I think you're confusing two concepts here. Frugal means living below ones means and buying what is necessary at the best value (not necessarily the lowest cost).

Exchanging money for happiness is a different concept. Spending money on things never makes one happy. At least not in the long term. Short term yes. Spending money on experiences will always make you happy. And that's happiness that lasts forever.
Nobody on their death bed has ever thought 'I wish I traveled less when I was young' or "I wish I bought more tv's and depreciating objects when I had the chance"
There's a whole body of research on the value of experiences and how money and happiness are not directly correlated. Some interested TED talks on it if you have the time. I've always thought about writing a book on the subject.

In terms of things that will give you the most long term happiness (an example), from lowest to highest:
Buying a ferrari
Renting a ferrari by yourself in Vegas and driving it around a closed track at top speed
Renting ferraris with your best friends and race around a closed track at top speed.

Experiences are better, and experiences spent with loved ones are even better still. People always say "I wish <insert loved one> was here/could see this"

The other bonus about experiences is they are usually a one time purchase which pays 'happiness' dividends for life. But consumer/stuff purchases usually result in monthly or yearly costs (cable tv, insurance, repairs, etc).
If you get true long term happiness out of "stuff", then it's likely due to a false sense of pride, a shallow ego rooted in a desire to be respected by others, or some other weakness of the mind.


----------



## Taraz (Nov 24, 2013)

gibor said:


> On opposite, getting money always seems to make me happy.

Required work →
a: From the forum thread on money and happiness, set down the passage that opens with the words containing "If you get true" and closes with "of the mind.".
b: Continue the forum thread on money and happiness from the point where it stops.

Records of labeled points

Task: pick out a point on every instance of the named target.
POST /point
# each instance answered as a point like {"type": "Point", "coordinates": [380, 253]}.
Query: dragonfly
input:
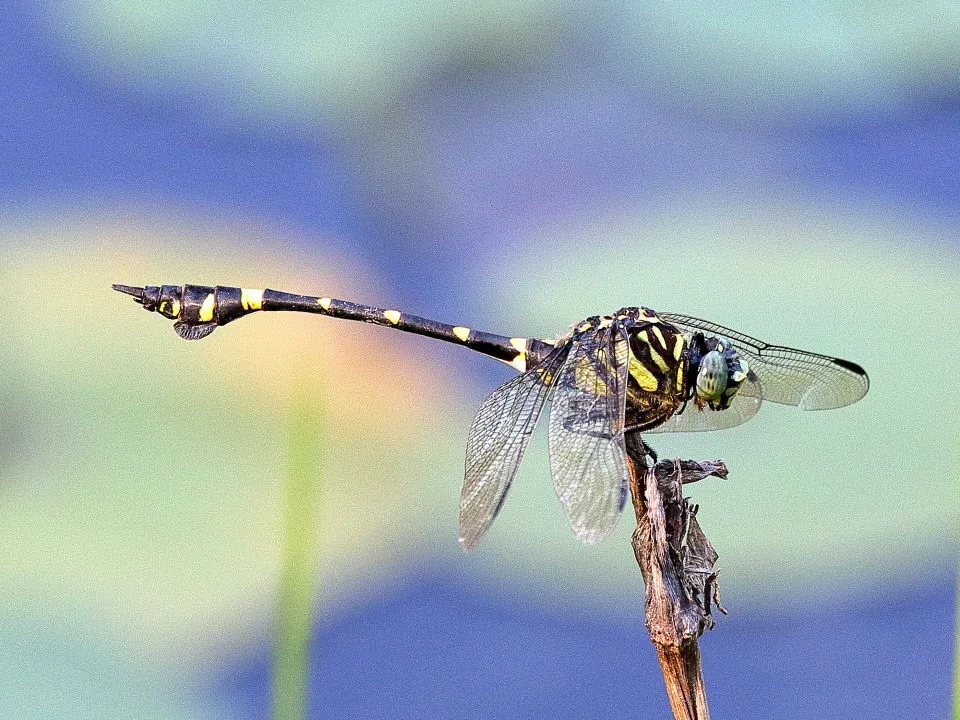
{"type": "Point", "coordinates": [635, 370]}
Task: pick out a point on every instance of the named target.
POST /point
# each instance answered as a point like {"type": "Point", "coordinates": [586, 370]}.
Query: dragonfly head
{"type": "Point", "coordinates": [720, 373]}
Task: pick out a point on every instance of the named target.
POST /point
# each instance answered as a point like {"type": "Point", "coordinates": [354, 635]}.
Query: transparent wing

Solved tasks →
a:
If you get true long term happiness out of "stuff", then it's likely due to a false sense of pride, a shallow ego rooted in a desire to be respected by others, or some other weakness of the mind.

b:
Seeing my money make more money in the stock market makes me the happiest. It's like my money is making little baby monies! Totes adorbs. :tickled_pink:


----------



## peterk (May 16, 2010)

I think in a twisted perverse way the expression "money can't buy happiness" is interpreted by many to mean "money can't buy happiness so I might as well spend it all instead of saving it" :stupid:

They would be wise to learn that money DOES buy happiness, so you best be saving some of it for your future happy self.


----------



## marina628 (Dec 14, 2010)

If you see somebody spending $300 on a steak dinner and knowing they pay 20% interest on a credit card maybe speak up.I have never had this conversation with anyone but I likely would tell somebody to shut the hell up lol


----------



## donald (Apr 18, 2011)

People don't like being preached to
if you dish out life advice to anybody without being asked it tends to offend people
sorta the holier than thou effect(your not on equal footing)
generally speaking most people who have money tend to make a lot more than the people who are given the advice
That is my take
best not to go around preaching about it.
No different than a friend who found 'jesus' and than tries to convince everyone they know they should see the 'light'-method doesn't work well.


----------



## nathan79 (Feb 21, 2011)

People do tend to confuse frugality with minimalism, and the latter is certainly not for everyone.

The frugal person says... "I'm not going to buy this item right now, but instead wait until it goes on sale or pick it up used for a fraction of the price". The minimalist says "I'm not going to buy this at all because I don't need it and it won't make me happy".

Stuff vs. experiences is a tricky area because it's not usually black and white... certain experiences require buyuing stuff, and in other cases owning the right stuff improves existing experiences. I could say "I'll never buy a PS4" even though there's a game I really want to play... so I miss out on that experience (unless a friend already owns it). If I was frugal on the other hand, I can still have the experience of the PS4, but just not right away.


----------



## gibor365 (Apr 1, 2011)

> The frugal person says... "I'm not going to buy this item right now, but instead wait until it goes on sale or pick it up used for a fraction of the price".


 Frugal person says "I'm not going to buy this item because I personally (or my family) don't really need it"  
ex. I could've buy new Lamborghini, but Honda Civic is enough for me and I better spend $$$ on travel


----------



## Ag Driver (Dec 13, 2012)

Deleted


----------



## Sherlock (Apr 18, 2010)

What if it's someone you care about like a family member?


----------



## Ag Driver (Dec 13, 2012)

Deleted


----------



## Rusty O'Toole (Feb 1, 2012)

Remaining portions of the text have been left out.